* _What you need to do_:
Print all of the data exactly.

— Start Records for the task —

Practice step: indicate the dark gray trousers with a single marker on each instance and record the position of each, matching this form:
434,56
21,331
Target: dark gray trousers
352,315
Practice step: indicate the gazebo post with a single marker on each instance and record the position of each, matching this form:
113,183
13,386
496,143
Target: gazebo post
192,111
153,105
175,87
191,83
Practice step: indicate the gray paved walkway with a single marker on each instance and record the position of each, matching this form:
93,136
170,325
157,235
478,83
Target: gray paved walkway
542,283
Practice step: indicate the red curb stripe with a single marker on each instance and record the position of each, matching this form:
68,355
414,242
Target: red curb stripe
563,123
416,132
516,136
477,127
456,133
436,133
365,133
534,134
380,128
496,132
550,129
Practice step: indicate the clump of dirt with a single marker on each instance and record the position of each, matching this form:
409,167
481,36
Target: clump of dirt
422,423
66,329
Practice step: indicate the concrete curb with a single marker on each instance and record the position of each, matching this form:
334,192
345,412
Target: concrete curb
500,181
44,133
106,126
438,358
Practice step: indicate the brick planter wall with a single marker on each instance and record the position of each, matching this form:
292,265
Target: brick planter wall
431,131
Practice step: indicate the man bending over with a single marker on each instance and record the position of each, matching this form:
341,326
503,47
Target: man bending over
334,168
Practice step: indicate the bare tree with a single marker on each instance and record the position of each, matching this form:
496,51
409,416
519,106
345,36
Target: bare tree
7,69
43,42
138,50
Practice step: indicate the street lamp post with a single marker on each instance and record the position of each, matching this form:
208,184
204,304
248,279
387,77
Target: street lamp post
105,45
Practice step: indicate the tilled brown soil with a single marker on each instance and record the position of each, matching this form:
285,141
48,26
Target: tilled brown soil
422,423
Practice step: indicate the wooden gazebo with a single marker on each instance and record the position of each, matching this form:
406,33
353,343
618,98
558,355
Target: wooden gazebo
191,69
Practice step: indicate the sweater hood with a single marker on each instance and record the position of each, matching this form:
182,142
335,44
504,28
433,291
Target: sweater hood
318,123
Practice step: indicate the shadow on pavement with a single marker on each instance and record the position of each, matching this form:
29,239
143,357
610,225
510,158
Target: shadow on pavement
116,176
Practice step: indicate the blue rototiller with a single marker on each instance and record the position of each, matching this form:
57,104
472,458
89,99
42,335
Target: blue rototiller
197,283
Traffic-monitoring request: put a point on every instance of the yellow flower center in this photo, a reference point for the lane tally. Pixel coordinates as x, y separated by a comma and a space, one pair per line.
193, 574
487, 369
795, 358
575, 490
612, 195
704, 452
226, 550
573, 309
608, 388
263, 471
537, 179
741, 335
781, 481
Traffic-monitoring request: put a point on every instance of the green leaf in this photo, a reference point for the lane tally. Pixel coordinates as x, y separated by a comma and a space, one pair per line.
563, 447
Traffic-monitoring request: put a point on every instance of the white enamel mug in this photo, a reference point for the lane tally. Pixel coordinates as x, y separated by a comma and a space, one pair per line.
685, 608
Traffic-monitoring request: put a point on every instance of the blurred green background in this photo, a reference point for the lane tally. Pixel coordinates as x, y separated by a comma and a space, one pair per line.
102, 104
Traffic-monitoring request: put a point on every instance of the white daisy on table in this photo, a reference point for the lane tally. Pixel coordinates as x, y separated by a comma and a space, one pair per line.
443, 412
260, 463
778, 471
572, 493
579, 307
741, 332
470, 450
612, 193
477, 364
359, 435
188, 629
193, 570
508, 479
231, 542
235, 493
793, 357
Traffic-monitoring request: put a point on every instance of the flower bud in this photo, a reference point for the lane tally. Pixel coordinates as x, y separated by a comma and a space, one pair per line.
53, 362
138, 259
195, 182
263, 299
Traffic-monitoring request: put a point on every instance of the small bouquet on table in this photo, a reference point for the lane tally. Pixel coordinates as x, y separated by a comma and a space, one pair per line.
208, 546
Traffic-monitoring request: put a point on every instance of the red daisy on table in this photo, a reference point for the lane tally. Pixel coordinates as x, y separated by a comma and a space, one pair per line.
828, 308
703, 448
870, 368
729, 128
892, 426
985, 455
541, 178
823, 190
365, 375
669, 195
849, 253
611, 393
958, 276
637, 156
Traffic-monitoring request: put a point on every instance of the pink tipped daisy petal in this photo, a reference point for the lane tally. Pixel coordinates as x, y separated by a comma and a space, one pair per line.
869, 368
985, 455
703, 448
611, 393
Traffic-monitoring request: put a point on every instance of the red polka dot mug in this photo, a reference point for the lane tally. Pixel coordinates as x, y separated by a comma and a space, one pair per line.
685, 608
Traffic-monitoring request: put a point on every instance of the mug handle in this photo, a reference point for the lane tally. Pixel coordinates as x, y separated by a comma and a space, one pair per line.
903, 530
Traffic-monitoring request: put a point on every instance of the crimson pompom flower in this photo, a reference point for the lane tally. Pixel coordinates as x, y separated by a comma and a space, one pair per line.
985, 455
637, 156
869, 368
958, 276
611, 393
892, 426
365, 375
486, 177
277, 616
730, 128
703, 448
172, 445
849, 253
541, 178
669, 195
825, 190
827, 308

— End Records for the task —

* _Written response_:
Practice step: indicate the dark gray trousers with a single marker on each instance and record the position of each, matching this form:
434,56
21,331
Target: dark gray trousers
352,315
Practice step: indicate the gazebo post with a single marker on each instance and record the position of each, matching this form:
113,183
13,386
496,143
Target: gazebo post
192,111
153,105
175,87
191,83
Practice step: indicate the gray paved walkway with a single marker on each instance and record the position of each, matching this form:
93,136
170,325
157,235
478,83
Target: gray paved walkway
542,283
Practice step: indicate the red curb stripe with a single marker on each instance and record the position of each, matching this form:
68,355
414,242
Target: red curb stripe
563,123
416,132
516,136
477,127
456,133
436,133
365,133
534,134
380,128
496,132
550,129
Practice step: indicate the clump of dirt with a single marker on each instance and record the position of each, matching this form:
409,167
481,36
Target: clump of dirt
422,423
66,329
Practice step: indicate the concrete curb with a single marker on each instance and record the position of each, matching this form:
334,192
345,412
Target: concrete curb
500,181
44,133
106,126
438,358
Practice step: indicate the brick planter wall with a single marker on each instance and record the position of each, matching this form:
292,265
Target: brick planter wall
431,131
Practice step: indicate the man bending over with a single marker on each instance and record the position of each, matching this form:
341,326
503,47
Target: man bending over
334,168
Practice step: indicate the bare tree with a single marker on each instance and record the position of each, matching this form:
496,51
409,416
519,106
345,36
Target: bare tree
7,69
43,42
138,50
Practice step: indicate the street lamp post with a single marker on each instance and record the position of each, matching this form:
208,184
204,304
248,279
387,77
Target: street lamp post
105,45
Practice step: indicate the tilled brown soil with a single marker on each instance and record the position of each, matching this form:
285,141
48,26
Target: tilled brown soil
422,423
Practice step: indicate the wooden gazebo with a single marker on each instance and record the position of each, matching this form:
406,33
353,343
618,98
558,355
Target: wooden gazebo
191,69
Practice step: indicate the sweater hood with a single marker on each instance and record the position of each, matching this form:
182,142
335,44
504,28
433,291
Target: sweater hood
318,123
Practice step: indicate the shadow on pavement with a single marker on each instance and record the position of each, matching this form:
29,239
143,357
610,225
510,158
Target: shadow on pavement
116,176
Practice step: indicate the blue rototiller with a single marker on each instance and record the position of each, matching this form:
57,104
472,458
89,99
42,335
Target: blue rototiller
197,283
Traffic-monitoring request: put a point on every instance of the yellow flower center in this photo, a reference point for the lane tally. Pixel coordinates as x, y separated by a comma and a space, one pair per line.
193, 574
487, 369
795, 358
575, 490
612, 195
704, 452
226, 550
573, 309
608, 388
263, 471
537, 179
741, 335
781, 481
Traffic-monitoring request: put a point on every instance of the green leaf in this photo, a reference point for the lane tally. Pixel coordinates as x, y separated by a comma and a space, one pair per line.
563, 447
Traffic-monitoring request: put a point on every instance of the white enamel mug in this photo, a reference point for the lane tally. Pixel coordinates as x, y separated by a comma and a space, one pair per line.
685, 608
Traffic-monitoring request: put a point on every instance of the blurred green background in this photo, a reference point for the lane tally. Pixel coordinates as x, y separated by a comma and a space, one pair per line.
102, 104
Traffic-monitoring request: put a point on every instance of the white daisy on table in this photo, a reference point for the lane tally. Pixel coordinates as x, y separated by a comma and a space, one pair per line.
443, 412
260, 463
778, 471
572, 493
579, 307
741, 332
470, 450
612, 193
477, 364
359, 435
188, 629
193, 570
508, 479
231, 542
235, 493
793, 357
Traffic-monitoring request: put a point on every instance of the flower bud in this photo, a reference point for the lane tally. Pixel coordinates as x, y separated by a comma and a space, one pair per line.
53, 362
138, 259
195, 182
263, 299
Traffic-monitoring request: put a point on every instance of the small bouquet on table in this photo, a reference point for the lane tally. Pixel coordinates as x, y separated by a comma and a space, one pair per line.
208, 546
Traffic-monitoring request: put a point on every instance of the red daisy on table in this photo, a reference point for the lane tally. Pixel coordinates as x, y separated by a comma and a space, one pair per line.
828, 308
703, 448
870, 368
729, 128
892, 426
985, 455
541, 178
823, 190
365, 375
669, 195
849, 253
611, 393
958, 276
637, 156
Traffic-monitoring request: put a point on every instance of the pink tipped daisy petal in this photo, a reference point for the lane tally. Pixel coordinates as x, y separated by a comma and a space, one pair per line.
869, 368
985, 455
703, 448
611, 393
Traffic-monitoring request: put a point on every instance of the red polka dot mug in this photo, a reference point for the lane tally. Pixel coordinates as x, y separated by a comma and a space, one pair per line.
685, 608
Traffic-monitoring request: put a point on every instance of the mug handle in this photo, a reference point for the lane tally. Pixel coordinates as x, y separated by a comma and a space, one pair per line.
903, 530
Traffic-monitoring request: put a point on every instance of the crimson pompom flower in this photo, a reference point for the lane tally. Pixel coordinates as x, y separated by a comma and a space, one pair per line.
985, 455
637, 156
869, 368
958, 276
611, 393
892, 426
365, 375
486, 177
277, 616
730, 128
703, 448
172, 445
849, 253
541, 178
669, 195
825, 190
827, 308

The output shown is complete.